**TASK TO CARRY OUT:**
Transcribe the records word for word, beginning with the first line and ending with the line that contains "negative clicks: (976, 410)"; include nothing else.

======== EXERCISE MATERIALS ========

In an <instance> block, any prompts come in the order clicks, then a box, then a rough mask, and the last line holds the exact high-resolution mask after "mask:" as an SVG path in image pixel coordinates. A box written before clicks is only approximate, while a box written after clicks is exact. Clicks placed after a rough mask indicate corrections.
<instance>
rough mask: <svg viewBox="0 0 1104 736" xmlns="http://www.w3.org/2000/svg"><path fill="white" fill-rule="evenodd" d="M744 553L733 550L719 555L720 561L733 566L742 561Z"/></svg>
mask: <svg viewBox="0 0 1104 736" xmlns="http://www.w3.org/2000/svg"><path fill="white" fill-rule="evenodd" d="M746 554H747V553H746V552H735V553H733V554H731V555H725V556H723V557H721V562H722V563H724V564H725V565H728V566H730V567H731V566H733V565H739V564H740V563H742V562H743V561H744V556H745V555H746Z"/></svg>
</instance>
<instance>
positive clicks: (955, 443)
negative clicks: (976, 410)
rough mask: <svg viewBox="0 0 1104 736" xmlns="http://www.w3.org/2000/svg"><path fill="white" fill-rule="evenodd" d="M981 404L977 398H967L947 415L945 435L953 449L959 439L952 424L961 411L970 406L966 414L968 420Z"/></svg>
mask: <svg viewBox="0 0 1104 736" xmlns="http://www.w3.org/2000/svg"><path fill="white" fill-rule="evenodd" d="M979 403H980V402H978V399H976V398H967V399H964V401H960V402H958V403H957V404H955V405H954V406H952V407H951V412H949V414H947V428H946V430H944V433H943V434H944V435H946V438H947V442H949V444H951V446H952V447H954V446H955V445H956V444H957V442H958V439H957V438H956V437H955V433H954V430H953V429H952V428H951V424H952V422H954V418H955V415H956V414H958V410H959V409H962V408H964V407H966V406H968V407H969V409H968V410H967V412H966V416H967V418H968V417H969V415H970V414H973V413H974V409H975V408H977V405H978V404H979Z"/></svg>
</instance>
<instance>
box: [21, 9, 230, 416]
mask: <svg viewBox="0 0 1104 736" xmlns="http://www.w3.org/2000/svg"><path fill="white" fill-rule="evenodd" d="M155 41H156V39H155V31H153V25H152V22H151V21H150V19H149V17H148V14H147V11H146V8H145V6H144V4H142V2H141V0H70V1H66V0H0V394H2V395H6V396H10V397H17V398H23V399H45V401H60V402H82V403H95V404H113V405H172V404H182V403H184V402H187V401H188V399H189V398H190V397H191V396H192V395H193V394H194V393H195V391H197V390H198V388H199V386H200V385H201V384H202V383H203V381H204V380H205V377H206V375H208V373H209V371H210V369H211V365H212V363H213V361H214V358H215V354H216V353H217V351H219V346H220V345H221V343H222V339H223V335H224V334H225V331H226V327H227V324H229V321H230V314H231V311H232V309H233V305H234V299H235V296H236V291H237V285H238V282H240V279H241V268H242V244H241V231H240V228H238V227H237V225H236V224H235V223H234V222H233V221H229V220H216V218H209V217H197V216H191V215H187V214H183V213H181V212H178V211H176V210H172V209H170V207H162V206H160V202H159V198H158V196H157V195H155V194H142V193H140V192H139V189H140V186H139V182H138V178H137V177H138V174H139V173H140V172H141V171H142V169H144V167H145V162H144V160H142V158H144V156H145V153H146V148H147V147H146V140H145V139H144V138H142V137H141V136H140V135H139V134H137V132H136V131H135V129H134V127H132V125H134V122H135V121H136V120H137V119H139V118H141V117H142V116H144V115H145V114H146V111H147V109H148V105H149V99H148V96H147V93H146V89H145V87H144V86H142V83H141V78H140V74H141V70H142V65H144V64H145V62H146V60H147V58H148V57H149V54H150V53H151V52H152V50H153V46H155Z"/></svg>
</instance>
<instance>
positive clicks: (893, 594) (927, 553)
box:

========

**SOLUTION BELOW:**
In an <instance> block, any prompts come in the order clicks, then a box, then a rough mask, and the last line holds the exact high-resolution mask after "mask:" as an SVG path in image pixel coordinates. A box written before clicks is only approximate, while a box written after clicks is exact. Clicks placed after a rough mask indicate corrections.
<instance>
rough mask: <svg viewBox="0 0 1104 736" xmlns="http://www.w3.org/2000/svg"><path fill="white" fill-rule="evenodd" d="M744 553L733 550L719 555L720 561L733 566L742 561Z"/></svg>
mask: <svg viewBox="0 0 1104 736" xmlns="http://www.w3.org/2000/svg"><path fill="white" fill-rule="evenodd" d="M746 554H747V553H746V552H735V553H733V554H731V555H725V556H723V557H721V562H722V563H724V564H725V565H728V566H730V567H731V566H733V565H739V564H740V563H742V562H743V561H744V556H745V555H746Z"/></svg>
</instance>
<instance>
positive clicks: (955, 443)
negative clicks: (976, 410)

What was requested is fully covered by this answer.